## Begin

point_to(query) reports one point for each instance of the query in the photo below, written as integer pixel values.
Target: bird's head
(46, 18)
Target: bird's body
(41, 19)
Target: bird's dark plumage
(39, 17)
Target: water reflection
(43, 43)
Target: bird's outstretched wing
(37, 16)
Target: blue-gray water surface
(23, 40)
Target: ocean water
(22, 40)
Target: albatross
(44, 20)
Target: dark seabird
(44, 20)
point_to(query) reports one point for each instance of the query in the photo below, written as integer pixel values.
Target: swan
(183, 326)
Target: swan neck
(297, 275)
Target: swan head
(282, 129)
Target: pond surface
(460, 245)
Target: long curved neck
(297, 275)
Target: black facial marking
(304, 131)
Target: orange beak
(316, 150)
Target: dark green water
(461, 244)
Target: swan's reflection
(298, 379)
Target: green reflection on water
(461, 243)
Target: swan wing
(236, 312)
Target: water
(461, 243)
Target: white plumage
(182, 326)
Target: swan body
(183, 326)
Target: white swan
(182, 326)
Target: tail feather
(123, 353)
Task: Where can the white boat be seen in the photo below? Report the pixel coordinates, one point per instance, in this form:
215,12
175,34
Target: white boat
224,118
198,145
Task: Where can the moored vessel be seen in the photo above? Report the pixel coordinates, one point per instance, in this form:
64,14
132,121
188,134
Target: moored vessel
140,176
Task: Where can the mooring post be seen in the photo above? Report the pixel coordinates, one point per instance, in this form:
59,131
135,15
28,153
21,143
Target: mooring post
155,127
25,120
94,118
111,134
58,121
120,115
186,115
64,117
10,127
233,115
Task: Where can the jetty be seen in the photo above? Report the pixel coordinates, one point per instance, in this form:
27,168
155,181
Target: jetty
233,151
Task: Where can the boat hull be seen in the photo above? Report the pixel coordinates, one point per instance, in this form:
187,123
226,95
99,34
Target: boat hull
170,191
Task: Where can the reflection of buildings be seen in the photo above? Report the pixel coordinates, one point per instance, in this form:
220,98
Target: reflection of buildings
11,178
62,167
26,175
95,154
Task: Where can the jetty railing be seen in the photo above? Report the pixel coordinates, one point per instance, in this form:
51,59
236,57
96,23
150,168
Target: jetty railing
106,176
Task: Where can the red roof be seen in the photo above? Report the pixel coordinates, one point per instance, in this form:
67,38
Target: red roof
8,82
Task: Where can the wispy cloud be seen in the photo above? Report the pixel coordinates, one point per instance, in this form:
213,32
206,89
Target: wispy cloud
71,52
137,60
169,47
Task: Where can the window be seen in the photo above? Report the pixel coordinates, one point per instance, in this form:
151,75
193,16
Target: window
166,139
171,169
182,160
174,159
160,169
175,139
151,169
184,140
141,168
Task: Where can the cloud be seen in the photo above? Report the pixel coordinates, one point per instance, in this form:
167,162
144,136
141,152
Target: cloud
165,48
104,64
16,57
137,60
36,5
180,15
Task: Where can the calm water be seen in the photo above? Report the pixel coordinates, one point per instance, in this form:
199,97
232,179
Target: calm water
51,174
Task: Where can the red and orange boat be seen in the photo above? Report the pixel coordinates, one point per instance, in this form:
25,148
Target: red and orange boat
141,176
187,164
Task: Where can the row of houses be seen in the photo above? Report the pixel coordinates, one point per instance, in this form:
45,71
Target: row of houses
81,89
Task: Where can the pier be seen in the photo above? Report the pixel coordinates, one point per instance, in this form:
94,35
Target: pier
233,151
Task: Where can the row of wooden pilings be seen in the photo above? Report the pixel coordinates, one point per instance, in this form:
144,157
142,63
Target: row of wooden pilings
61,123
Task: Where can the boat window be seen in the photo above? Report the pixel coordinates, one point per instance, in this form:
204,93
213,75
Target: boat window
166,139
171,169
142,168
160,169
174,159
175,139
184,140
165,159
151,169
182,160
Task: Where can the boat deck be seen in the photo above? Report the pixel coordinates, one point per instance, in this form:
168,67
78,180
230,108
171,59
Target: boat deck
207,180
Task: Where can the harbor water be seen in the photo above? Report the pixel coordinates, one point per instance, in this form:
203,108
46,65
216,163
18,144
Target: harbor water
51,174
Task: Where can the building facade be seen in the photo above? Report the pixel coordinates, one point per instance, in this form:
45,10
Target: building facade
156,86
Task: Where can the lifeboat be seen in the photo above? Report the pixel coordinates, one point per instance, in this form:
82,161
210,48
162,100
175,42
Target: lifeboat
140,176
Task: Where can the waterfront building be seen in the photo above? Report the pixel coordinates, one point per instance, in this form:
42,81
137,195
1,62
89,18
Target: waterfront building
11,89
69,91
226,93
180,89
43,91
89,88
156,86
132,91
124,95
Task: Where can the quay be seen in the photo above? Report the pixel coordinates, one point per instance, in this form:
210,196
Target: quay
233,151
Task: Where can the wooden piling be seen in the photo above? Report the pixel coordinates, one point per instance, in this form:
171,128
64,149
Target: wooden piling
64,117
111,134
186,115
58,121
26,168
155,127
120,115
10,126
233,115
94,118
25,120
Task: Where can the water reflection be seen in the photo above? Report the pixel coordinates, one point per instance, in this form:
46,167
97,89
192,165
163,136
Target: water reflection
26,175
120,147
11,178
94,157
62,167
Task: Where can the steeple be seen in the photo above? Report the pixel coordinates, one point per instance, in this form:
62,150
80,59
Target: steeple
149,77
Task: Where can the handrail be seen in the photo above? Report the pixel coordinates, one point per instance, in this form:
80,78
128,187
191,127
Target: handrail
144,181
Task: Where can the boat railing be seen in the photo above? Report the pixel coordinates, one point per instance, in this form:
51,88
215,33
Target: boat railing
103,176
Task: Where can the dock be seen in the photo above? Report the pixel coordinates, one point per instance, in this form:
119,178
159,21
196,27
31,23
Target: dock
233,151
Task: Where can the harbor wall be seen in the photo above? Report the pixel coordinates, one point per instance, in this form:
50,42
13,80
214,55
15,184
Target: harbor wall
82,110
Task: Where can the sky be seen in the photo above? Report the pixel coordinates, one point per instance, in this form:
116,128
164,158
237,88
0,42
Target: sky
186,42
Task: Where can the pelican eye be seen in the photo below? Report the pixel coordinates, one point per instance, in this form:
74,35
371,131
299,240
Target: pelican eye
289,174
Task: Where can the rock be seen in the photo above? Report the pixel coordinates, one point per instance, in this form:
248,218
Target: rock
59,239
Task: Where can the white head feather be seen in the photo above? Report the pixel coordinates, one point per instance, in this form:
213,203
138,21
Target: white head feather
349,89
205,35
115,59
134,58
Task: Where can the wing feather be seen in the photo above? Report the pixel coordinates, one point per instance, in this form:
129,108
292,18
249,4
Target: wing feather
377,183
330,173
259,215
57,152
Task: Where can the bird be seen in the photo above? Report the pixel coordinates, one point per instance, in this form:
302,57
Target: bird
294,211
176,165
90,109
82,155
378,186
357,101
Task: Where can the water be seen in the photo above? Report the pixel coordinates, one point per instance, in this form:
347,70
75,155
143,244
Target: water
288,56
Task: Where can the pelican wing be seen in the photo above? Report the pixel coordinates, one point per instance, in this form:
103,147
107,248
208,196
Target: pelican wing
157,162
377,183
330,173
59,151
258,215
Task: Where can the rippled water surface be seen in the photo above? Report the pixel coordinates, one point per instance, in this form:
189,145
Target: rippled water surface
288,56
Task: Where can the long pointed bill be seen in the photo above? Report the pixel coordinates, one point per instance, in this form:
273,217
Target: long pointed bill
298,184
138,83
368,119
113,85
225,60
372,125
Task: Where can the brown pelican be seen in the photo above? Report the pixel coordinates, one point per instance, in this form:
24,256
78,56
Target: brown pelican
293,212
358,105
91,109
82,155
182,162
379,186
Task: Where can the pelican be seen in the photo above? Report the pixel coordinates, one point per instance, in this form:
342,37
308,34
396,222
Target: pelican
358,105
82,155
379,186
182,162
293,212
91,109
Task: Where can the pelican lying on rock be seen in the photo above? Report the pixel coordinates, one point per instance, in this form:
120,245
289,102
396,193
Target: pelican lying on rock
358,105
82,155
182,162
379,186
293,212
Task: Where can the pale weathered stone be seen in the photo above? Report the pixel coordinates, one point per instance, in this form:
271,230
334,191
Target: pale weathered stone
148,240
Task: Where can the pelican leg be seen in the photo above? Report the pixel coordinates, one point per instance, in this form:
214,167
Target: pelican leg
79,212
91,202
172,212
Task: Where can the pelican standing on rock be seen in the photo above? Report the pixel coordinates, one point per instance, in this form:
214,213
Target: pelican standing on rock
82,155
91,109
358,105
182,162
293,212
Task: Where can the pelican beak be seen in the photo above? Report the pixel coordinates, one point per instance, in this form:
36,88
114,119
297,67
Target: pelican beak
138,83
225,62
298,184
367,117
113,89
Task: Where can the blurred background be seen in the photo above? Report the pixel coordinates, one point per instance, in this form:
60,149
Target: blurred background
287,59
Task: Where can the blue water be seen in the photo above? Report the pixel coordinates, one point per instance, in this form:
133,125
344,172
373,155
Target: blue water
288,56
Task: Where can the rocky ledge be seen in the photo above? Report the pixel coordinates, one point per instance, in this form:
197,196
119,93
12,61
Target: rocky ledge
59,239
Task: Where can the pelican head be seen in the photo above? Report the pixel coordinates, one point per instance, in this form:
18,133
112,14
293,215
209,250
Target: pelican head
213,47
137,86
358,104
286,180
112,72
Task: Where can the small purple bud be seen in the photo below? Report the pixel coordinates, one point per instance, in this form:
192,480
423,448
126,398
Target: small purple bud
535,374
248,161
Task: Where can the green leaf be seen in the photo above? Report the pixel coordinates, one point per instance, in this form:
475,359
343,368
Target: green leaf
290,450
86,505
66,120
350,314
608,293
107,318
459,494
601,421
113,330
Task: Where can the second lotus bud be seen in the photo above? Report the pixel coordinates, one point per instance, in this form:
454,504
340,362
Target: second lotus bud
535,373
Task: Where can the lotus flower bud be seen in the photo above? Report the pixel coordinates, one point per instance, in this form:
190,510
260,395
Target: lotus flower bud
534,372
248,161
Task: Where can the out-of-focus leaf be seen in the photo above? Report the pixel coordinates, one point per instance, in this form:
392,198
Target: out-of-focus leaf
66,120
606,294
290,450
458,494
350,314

## End

REQUIREMENT: Return exactly the lines from the one containing "Task: Where can the pelican beak" to the last line of the data, and nothing more.

WRITTEN REPLY:
Task: Where can the pelican beak be seen in the photo above? Report the pixel coordinates, one point per instance, in this form:
36,88
114,119
297,67
Target: pelican beak
138,83
225,62
298,184
367,117
113,89
Task: Where can the blurred background be seen in the photo above? Report the pixel coordinates, one point per instance, in this form:
60,149
Target: blurred background
287,59
Task: Where can the blue water be seen in the photo above? Report the pixel coordinates, one point per instance, in this form:
133,125
344,172
373,155
Target: blue water
288,56
Task: Where can the rocky ledge be seen in the photo above? Report the pixel coordinates, one point per instance, in this form:
197,196
119,93
12,61
Target: rocky ledge
59,239
Task: Where can the pelican head be seen in the photo above? Report the pixel coordinates, one point per instance, in this form:
18,133
112,14
293,215
209,250
Target: pelican head
213,47
137,86
358,104
286,180
112,72
Task: Where can the small purple bud be seen in the photo below? Report the pixel coordinates, one point per instance, in this form:
192,480
423,448
126,398
Target: small purple bud
535,374
248,161
Task: Where can the green leaf be seen in the photo above? Report the pixel coordinates, one point per instance, in this form:
475,359
343,368
Target: green leaf
290,450
86,505
66,120
350,314
608,293
107,318
459,494
601,421
113,330
Task: Where can the second lotus bud be seen in the photo above? Report the pixel coordinates, one point per instance, in this form:
454,504
340,362
Target: second lotus bud
535,373
Task: Where can the lotus flower bud be seen in the photo above? Report the pixel coordinates, one point per instance, in this form:
190,510
260,395
Target: lotus flower bud
534,372
248,161
Task: Where can the out-of-focus leaf be seen in the photo above? Report the pixel coordinates, one point per instance, in this form:
392,198
Target: out-of-focus leaf
66,120
606,294
290,450
458,494
350,314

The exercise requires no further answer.